Quoted passage:
# (2) L7's or (1) fi BTL 18"



## H town_caddyking (Aug 6, 2005)

i'm going to change out the subs in my 90 lac just to change this up a lil bit. which set up will hit harder... 2 L7's 15" or (1) fi BTL 18"???? i'm thinking the kickers but i have never heard a fi sub. my sub amp is a planet audio 2200w class d 1 ohm stable.


----------



## superdodge2196 (May 21, 2006)

i have a kicker 15" L7, i also have a Q18 from FI. i'd say the BTL would be louder than the two kickers. not sure though since i only have the one kicker and not two of them.


----------



## Brahma Brian (Nov 17, 2004)

If you went ported with both choices, the BTL would be "louder" but it is not a daily musical sub...

The BTL is designed to be loud at higher frequencies for SPL, it's not a low bass oriented sub that you need for a daily setup playing music...

A pair of Fi Q's would be a lot louder and sound a LOT better than the L-7's while doing it...


----------



## Sporty (Jan 26, 2006)

> _Originally posted by Brahma Brian_@Jan 21 2007, 10:38 AM~7044220
> *If you went ported with both choices, the BTL would be "louder" but it is not a daily musical sub...

Stated goal 1:
Render the records as a JSON list of strings, one string per line with blank lines omitted, covering only the part of the records that opens with the line containing "Where can you find the woman with" and runs through the end of the records.

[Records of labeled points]
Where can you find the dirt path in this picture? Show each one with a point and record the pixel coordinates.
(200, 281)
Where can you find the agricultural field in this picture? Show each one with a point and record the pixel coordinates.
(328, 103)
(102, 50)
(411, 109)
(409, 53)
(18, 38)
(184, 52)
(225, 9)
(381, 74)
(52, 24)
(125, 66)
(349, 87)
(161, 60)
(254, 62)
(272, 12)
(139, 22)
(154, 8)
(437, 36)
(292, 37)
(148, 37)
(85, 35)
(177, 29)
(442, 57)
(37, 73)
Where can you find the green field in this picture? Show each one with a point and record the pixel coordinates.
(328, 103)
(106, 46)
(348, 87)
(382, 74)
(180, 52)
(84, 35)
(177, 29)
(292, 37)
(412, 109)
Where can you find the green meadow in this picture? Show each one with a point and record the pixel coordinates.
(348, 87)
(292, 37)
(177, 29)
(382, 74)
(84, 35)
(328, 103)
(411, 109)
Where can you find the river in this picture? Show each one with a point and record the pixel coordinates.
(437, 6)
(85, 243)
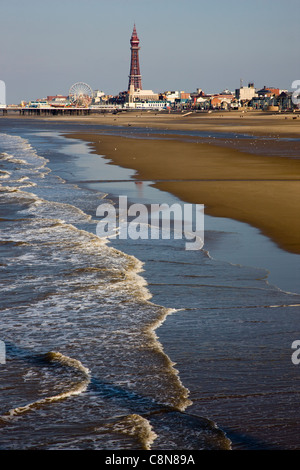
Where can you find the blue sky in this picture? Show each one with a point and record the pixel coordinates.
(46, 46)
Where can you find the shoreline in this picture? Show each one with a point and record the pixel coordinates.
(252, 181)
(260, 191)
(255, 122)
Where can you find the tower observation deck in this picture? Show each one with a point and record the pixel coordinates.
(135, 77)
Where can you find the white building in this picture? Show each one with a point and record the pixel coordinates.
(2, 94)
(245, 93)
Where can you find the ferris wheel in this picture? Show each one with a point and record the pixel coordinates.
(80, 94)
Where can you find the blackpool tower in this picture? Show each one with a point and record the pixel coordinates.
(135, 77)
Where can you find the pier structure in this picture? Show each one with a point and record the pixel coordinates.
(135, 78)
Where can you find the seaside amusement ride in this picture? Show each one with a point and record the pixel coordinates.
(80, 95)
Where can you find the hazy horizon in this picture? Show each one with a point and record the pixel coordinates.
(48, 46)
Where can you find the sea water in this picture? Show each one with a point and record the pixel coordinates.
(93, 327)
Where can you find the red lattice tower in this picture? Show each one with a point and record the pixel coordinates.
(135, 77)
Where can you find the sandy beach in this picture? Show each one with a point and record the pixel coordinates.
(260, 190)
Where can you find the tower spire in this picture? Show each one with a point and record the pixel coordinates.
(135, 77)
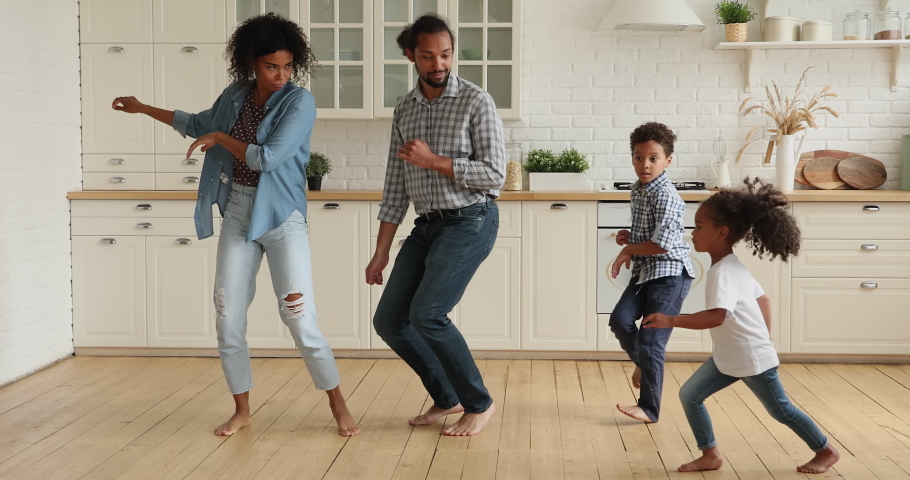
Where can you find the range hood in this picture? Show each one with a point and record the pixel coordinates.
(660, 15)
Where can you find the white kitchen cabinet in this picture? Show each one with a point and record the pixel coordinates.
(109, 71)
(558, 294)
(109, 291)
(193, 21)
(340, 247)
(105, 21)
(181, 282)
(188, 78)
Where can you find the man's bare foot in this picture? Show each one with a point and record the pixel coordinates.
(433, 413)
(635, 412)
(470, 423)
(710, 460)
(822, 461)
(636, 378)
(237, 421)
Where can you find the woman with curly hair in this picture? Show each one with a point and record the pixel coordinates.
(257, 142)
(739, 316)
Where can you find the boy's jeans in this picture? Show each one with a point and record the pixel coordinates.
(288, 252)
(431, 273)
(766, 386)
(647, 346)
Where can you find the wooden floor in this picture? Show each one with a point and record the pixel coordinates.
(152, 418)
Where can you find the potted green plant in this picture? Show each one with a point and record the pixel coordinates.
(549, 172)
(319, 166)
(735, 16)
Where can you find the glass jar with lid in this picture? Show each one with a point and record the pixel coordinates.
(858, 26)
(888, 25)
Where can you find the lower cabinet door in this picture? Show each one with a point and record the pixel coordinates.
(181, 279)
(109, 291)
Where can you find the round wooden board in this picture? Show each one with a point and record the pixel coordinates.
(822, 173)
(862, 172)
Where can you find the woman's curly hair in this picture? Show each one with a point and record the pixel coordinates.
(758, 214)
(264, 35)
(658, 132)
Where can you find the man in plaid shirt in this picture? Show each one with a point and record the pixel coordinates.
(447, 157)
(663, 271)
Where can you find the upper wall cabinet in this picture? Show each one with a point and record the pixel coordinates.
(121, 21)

Stated goal 2:
Summarize the forum thread in two sentences.

Complete response 1:
[
  "Where can you find the woman with curly hair in this picture? Show each one with a point and record the pixel coordinates.",
  "(257, 142)",
  "(739, 316)",
  "Where can you find the boy's jeans in this picture? Show each one with a point and record the pixel coordinates.",
  "(288, 252)",
  "(431, 273)",
  "(766, 386)",
  "(647, 346)",
  "Where can you find the wooden floor in this picture? Show each one with a point and record the pixel coordinates.",
  "(152, 418)",
  "Where can you find the potted green plant in this picture? Show each one with a point and record the pixel coordinates.",
  "(549, 172)",
  "(319, 166)",
  "(735, 16)",
  "Where can you find the glass jar with lid in this picture? Show each one with a point and record the pixel coordinates.",
  "(858, 26)",
  "(888, 25)",
  "Where can you find the lower cabinet door in this picture? Show each one with a point and record the pixel coordinates.",
  "(181, 279)",
  "(109, 291)",
  "Where can you find the round wooden board in this picture? Show each one with a point and record the pixel coordinates.",
  "(822, 173)",
  "(862, 172)",
  "Where can you find the woman's curly hair in this picture? Show each one with a point and record the pixel coordinates.",
  "(758, 214)",
  "(264, 35)",
  "(658, 132)",
  "Where can you find the man in plaid shirt in this picture? Show each one with a point and record the pixel coordinates.",
  "(447, 157)",
  "(663, 271)",
  "Where can you find the upper wall cabinet in this picture? Show each one with a point and record the pixel coordinates.",
  "(121, 21)"
]

Complete response 2:
A poster with a Planet Audio 2200w class D amplifier asks whether two 15" Kicker L7s or one Fi BTL 18" would hit harder, and a reply from an owner of an L7 and a Fi Q18 guesses the BTL would be louder. Brahma Brian adds that, ported, the BTL would be louder but is an SPL sub rather than a daily musical one, and that a pair of Fi Qs would be much louder and sound better than the L7s.